| SHORT PROBLEM 1 |
Count the lines in the records that contain the string "rope", treating case as significant, and give only the number.

| DOCUMENT |

Multidisciplinary artist, writer, and researcher Sara Rosenthal explores time, transformation, and material memory through weaving, installation, video art, and performance. From handwoven “mold” and tapestries featuring reimagined stone mother figures to deeply personal work responding to the Los Angeles wildfires that destroyed her childhood home, Rosenthal’s textile practice moves between rupture and repair, the microscopic and the cosmic. As co-Director of Argo Arts in Athens, Rosenthal also fosters international artistic exchange while researching and writing about sustainable textile futures.

Photo credit: Sara Rosenthal
(TSA) You’ve actually worked with the TSA Communications Committee previously and helped organize these “Member Monday” interviews in the past. Now that you’re on the other side of a Member Monday feature, can you tell us a bit about yourself and your work?
(Sara Rosenthal) I am a multidisciplinary artist, writer, and researcher. My art practice encompasses painting, weaving, installation, video art, and performance. Drawn from diverse literary and metaphysical research, my work investigates time and transformation, through many different lenses: mythological, philosophical, poetic, and literary, as well as Natural History Museum collections and wild fermentation. My work examines traces of history through physical and cultural transformations, dealing with everything from ancient stone statues of mythological figures to the way mold breaks down rotting lemons. I try to render ephemeral sensations and abstract concepts: layers of memory, the materiality of time, the way things transform as they age. I am drawn to metaphorical research, and enjoy rendering the textures of things that disintegrate, crumble, decompose, rust, fade. I like to work in series, investigating concepts at macroscopic (cosmic) and microscopic levels. At times I literally bring my microscope to museums and capture textures for inspiration. My experience of queerness and an interest in wild magic often inform my choices in the studio.
Recently, this work took a highly personal turn, as I created a show based around the recent wildfires in LA, which destroyed my childhood home and hometown. My art practice provided a safe space through which to begin to process that very real confrontation with physical transformation on an enormous and devastating scale. Visiting the site of my former home, time collapsed, and the familiar became estranged and seemingly ancient: an archaeological dig site. My studio practice allowed me to engage with this heavy emotional material, resulting in new works: hand-wound black wax thread around the rope of a lead plumb bob, an installation piece with black woven tapestry fragments surrounding transparent prints of a charred landscape, an assemblage of delicate woven threads layered between drawings on transparent paper… traces and remnants. Metaphors of rupture and repair abound in textile practice; engaging with textile methods and materials allowed me to dance around the edge of the wound, and begin to turn towards mending.

| DATA LINES |
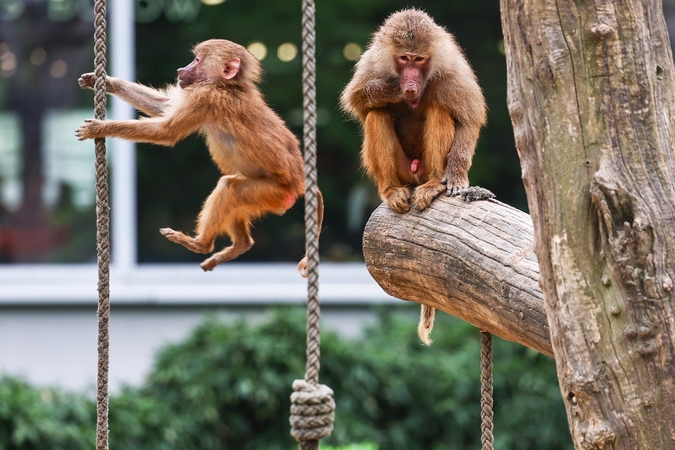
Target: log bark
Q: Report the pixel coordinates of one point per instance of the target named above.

--

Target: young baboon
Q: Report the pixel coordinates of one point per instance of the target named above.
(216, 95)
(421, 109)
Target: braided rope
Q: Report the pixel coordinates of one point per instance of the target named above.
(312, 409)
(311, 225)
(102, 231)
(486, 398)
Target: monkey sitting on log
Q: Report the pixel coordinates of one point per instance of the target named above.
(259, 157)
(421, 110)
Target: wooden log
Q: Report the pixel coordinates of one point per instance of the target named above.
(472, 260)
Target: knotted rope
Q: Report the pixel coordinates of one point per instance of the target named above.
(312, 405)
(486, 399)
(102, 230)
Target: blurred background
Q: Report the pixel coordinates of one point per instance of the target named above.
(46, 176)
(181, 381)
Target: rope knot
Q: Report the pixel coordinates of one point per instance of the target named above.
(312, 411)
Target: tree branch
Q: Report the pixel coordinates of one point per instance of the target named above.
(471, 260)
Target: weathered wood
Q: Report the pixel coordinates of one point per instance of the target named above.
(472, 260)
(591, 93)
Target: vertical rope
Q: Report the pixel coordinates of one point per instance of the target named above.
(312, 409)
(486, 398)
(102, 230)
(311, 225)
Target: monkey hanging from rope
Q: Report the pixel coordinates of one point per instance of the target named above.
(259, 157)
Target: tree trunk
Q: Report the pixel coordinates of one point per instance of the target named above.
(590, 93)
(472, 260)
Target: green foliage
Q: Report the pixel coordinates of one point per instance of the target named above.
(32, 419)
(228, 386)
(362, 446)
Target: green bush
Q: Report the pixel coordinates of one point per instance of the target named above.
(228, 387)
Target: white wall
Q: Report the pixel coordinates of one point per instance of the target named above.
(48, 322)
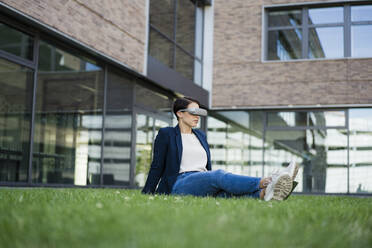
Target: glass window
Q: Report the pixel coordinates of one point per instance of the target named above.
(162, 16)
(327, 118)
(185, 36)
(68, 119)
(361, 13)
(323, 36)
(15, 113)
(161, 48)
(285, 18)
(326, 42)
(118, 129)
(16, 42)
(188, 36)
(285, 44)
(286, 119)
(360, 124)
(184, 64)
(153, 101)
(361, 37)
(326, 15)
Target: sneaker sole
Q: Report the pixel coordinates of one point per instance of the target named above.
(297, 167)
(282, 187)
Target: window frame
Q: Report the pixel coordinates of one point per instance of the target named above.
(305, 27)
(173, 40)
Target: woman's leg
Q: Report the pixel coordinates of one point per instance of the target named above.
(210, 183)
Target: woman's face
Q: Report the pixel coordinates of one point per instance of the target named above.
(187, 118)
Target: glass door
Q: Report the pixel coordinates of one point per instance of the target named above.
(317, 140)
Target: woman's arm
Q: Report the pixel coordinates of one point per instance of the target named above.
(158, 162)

--

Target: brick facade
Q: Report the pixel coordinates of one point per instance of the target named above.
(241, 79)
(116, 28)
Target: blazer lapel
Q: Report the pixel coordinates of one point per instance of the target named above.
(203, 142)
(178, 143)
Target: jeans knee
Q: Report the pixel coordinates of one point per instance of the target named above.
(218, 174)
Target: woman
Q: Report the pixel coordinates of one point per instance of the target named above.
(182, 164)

| SHORT PROBLEM 2 |
Answer these questions from the interview above:
(a) In which city is Argo Arts, where Rosenthal is co-Director?
(b) What does Rosenthal say she sometimes brings to museums to capture textures?
(c) What did the recent wildfires in LA destroy, according to Rosenthal?

| RESULT 1 |
5

| RESULT 2 |
(a) Athens
(b) Her microscope
(c) Her childhood home and hometown